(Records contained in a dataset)
───

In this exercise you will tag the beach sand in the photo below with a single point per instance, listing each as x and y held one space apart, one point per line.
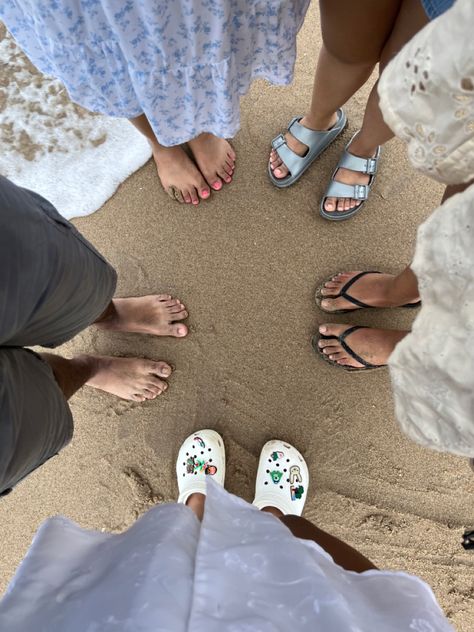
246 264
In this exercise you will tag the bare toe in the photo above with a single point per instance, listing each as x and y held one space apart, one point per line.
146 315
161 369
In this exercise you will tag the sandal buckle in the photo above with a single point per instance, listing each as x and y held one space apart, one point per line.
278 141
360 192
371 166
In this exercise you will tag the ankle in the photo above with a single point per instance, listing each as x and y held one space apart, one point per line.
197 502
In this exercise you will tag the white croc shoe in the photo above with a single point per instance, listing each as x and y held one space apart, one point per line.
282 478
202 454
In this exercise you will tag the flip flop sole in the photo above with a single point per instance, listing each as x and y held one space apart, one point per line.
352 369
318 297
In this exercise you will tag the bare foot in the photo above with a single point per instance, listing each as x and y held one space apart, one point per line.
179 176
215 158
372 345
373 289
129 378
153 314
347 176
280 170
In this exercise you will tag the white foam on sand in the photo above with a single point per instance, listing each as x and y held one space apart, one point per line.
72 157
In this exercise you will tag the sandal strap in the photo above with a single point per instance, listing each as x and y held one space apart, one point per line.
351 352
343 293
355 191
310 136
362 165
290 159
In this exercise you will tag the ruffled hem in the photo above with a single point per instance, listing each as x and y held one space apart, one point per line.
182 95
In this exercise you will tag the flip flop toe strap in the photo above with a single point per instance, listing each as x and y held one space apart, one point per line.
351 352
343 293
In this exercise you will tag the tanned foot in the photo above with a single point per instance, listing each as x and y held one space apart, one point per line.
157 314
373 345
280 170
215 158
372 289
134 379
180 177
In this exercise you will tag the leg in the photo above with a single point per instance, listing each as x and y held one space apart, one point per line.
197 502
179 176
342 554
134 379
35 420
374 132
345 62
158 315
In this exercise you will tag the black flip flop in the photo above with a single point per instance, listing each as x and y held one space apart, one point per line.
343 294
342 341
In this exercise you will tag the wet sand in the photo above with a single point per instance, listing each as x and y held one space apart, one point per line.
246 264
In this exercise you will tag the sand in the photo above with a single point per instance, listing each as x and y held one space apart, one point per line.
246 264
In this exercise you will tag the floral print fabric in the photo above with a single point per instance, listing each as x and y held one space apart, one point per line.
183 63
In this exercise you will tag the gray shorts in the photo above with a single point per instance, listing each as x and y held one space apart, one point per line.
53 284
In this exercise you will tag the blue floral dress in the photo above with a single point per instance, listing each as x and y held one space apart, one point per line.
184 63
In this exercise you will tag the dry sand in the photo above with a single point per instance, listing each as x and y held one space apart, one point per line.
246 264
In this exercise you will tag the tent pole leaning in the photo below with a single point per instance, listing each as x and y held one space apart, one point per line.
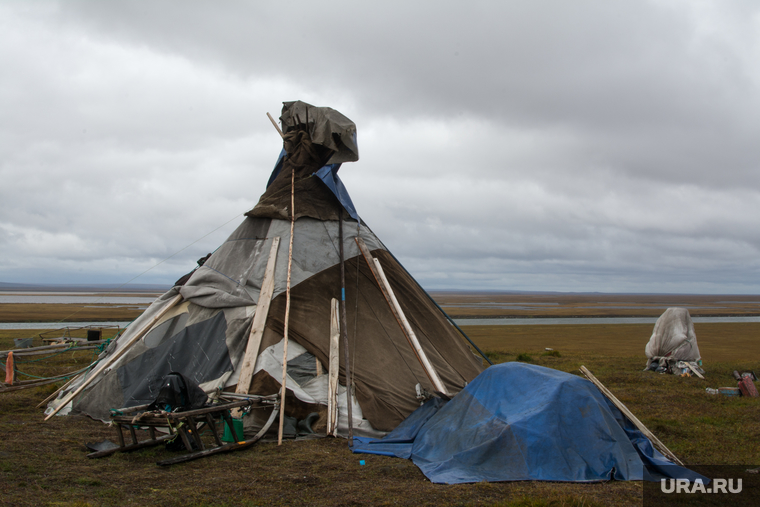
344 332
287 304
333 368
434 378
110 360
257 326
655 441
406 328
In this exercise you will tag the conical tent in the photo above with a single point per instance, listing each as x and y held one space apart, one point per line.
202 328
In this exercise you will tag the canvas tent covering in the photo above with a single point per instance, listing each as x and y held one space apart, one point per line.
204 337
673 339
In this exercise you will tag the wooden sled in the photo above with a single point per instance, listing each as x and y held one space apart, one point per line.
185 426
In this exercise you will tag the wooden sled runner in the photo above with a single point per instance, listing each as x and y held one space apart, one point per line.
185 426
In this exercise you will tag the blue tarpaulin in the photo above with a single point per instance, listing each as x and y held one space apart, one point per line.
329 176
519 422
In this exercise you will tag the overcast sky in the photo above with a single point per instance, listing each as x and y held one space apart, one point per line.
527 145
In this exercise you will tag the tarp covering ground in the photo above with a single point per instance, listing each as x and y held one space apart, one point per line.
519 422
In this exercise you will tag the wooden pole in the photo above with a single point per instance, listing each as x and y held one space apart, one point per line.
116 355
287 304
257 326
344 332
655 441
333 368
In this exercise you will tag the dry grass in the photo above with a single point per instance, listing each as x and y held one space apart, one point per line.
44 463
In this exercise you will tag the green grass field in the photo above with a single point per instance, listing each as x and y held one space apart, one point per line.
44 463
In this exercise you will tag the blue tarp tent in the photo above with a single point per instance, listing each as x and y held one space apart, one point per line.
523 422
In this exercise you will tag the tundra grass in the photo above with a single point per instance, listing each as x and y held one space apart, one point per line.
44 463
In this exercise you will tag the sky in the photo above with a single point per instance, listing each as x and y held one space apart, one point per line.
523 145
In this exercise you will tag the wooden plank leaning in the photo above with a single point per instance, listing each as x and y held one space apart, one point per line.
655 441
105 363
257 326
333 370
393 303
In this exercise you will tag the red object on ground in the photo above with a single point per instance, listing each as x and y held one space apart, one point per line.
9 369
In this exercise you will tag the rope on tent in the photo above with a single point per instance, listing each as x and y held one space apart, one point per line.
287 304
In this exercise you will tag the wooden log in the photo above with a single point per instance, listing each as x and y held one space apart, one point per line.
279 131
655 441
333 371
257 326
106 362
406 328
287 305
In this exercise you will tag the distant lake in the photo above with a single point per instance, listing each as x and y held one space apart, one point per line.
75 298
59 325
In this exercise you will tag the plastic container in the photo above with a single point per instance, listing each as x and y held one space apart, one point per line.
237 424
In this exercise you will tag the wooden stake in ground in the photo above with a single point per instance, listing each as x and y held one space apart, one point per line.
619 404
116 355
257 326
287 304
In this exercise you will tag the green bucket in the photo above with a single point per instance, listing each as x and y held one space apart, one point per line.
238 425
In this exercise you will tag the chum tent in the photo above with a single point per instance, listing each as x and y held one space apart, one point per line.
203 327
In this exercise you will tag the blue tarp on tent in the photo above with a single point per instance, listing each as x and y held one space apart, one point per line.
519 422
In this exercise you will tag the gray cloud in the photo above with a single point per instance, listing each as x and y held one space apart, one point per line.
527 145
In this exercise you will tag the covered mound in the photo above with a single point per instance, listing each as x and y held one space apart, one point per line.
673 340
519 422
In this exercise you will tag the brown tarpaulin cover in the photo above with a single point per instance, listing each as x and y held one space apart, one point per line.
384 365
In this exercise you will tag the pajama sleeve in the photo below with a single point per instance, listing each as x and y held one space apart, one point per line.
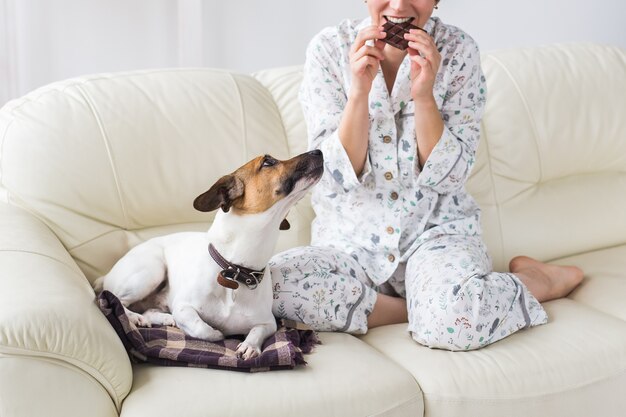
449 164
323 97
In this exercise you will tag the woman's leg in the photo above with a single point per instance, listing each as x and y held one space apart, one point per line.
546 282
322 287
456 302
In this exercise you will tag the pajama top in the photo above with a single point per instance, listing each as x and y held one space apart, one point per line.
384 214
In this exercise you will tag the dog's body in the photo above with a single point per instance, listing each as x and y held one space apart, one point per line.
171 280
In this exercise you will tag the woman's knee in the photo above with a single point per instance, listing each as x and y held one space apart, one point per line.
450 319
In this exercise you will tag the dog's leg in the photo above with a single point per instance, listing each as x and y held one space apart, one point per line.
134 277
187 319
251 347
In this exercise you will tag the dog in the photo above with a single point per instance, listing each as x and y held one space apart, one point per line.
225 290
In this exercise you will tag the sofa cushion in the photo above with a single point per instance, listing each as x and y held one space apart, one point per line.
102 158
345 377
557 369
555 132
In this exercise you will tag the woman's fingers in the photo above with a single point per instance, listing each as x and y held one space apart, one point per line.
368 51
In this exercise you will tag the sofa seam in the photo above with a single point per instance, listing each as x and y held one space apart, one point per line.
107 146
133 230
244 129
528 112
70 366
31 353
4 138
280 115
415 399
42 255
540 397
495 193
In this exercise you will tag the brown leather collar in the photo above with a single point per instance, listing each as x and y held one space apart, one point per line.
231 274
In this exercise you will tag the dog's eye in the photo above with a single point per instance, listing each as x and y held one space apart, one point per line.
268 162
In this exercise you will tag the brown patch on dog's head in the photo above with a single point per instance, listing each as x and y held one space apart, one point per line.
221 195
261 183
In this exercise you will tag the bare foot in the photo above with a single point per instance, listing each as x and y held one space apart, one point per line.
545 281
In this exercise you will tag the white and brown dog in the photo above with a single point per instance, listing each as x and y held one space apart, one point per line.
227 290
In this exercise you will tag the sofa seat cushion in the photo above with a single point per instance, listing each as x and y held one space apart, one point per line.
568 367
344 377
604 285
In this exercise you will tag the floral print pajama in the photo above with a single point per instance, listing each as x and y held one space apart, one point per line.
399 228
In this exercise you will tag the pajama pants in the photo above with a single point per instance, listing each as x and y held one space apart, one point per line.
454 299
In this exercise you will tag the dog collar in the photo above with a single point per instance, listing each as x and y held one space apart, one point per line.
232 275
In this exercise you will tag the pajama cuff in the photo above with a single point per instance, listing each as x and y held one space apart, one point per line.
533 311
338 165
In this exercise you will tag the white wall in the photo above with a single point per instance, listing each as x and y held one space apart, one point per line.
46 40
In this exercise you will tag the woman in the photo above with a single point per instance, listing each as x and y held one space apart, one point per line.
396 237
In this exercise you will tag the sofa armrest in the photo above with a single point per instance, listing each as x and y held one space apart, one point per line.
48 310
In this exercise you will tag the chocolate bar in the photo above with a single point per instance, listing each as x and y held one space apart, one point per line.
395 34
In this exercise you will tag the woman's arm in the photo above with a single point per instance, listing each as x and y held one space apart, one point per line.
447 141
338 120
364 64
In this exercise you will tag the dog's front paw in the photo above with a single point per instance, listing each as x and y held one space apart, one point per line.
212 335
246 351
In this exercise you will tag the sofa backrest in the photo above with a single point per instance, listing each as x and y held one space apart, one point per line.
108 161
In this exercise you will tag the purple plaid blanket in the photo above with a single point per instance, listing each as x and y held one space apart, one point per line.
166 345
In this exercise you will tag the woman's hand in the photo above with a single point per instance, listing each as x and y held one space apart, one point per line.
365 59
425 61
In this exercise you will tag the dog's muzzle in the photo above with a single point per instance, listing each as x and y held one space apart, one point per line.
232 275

───

PROBLEM DESCRIPTION: Starting from the line containing "In this exercise you will tag the purple", repeat each line through the end of the entries, exactly.

OUTPUT:
In this exercise you will tag the purple plaid blanket in the photo above with a single point per instance, listing each as x and y held one space apart, one point per line.
166 345
In this exercise you will tag the woman's hand in the photo above with a single point per instance, listing each as x and y held one space apart, one point per line.
365 59
425 61
In this exercise you will tag the dog's muzzle in the photo above with a single point per instance, listing each as x and y held one space apart, one point per line.
232 275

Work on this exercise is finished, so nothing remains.